■ TEXTE FOURNI ■
++++++++++++++++++++

Canadian Geographic a mandaté cinq artistes pour créer des œuvres à partir de déchets de plastique. Cet article est le quatrième d'une série de cinq.
Résultats? Témoignages convaincants et séduisants des effets du matériel sur notre planète.
Cet article est le quatrième d’une série de cinq.
Il s’aggisait d’un message percutant. Durant une bonne partie de 2019, tandis que les visiteurs quittaient le Ripley’s Aquarium of Canada à Toronto, ils étaient mis en présence d’un canot en argent émergeant d’une énorme vague constituée de bouteilles de plastique. Que faire de ce symbole emblématique canadien évoquant l’eau et la nature sauvage, maintenant englouties dans ces bouteilles vides qui semblent omniprésentes? Une œuvre intitulée Over Our Heads (Au-dessus de nos têtes).

++++++++++++++++++++

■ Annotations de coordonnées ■
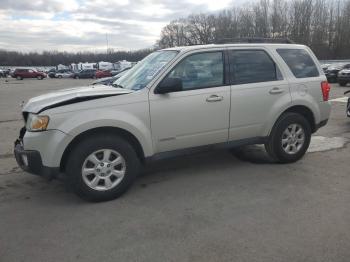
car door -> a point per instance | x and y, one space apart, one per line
199 113
258 91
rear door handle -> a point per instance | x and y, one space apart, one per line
214 98
276 90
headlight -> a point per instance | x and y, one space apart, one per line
37 123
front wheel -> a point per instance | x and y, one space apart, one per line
102 168
289 139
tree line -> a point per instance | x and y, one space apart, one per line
324 25
53 58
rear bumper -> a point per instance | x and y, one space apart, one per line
343 78
30 161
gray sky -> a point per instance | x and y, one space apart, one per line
82 25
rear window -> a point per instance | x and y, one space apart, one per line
252 66
299 62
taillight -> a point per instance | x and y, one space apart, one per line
326 88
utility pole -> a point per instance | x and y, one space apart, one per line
107 46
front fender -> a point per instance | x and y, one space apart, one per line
75 123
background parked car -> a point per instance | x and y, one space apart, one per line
27 73
64 73
344 77
4 72
103 73
52 72
333 70
325 67
87 73
109 80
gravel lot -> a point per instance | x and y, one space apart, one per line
212 206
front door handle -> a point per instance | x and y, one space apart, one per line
276 90
215 98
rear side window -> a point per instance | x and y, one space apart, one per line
252 66
299 62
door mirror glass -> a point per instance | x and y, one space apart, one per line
169 85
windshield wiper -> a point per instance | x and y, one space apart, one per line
118 86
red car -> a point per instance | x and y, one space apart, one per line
103 73
28 73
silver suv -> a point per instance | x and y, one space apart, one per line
173 100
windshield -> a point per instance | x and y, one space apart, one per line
143 72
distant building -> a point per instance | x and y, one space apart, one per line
82 66
105 65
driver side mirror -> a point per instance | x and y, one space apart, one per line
169 85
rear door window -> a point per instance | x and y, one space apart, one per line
252 66
299 62
201 70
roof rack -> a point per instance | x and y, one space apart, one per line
254 40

++++++++++++++++++++

■ LISTE DES TÂCHES ■
A. D'après le texte fourni, à quel moment les visiteurs voyaient-ils le canot en argent?
B. Pour chacun des énoncés suivants, indiquez par oui ou par non s'il concorde avec le texte fourni, et citez les mots qui le montrent : (i) Canadian Geographic a confié à cinq artistes la création d'œuvres faites de déchets de plastique. (ii) Le canot sort d'une vague faite de bouteilles de verre. (iii) L'article est le premier de la série.
C. Résumez le texte fourni en deux phrases.

■ SOLUTIONS PROPOSÉES ■
A. En quittant le Ripley’s Aquarium of Canada à Toronto.

B.
(i) Oui : « Canadian Geographic a mandaté cinq artistes pour créer des œuvres à partir de déchets de plastique ».
(ii) Non : « une énorme vague constituée de bouteilles de plastique ».
(iii) Non : « Cet article est le quatrième d'une série de cinq. »

C. Canadian Geographic a chargé cinq artistes de créer des œuvres à partir de déchets de plastique, et cet article est le quatrième d'une série de cinq. Durant une bonne partie de 2019, à la sortie du Ripley’s Aquarium of Canada à Toronto, l'œuvre Over Our Heads montrait aux visiteurs un canot en argent émergeant d'une énorme vague de bouteilles de plastique.